##### Exercise inputs
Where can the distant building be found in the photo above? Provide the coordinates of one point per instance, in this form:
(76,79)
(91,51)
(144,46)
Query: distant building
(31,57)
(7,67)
##########
Return the listing above verbatim.

Where can the distant building be found in the photo above? Provide the coordinates of one point per instance, in this form:
(76,79)
(91,51)
(144,46)
Query: distant building
(31,57)
(7,67)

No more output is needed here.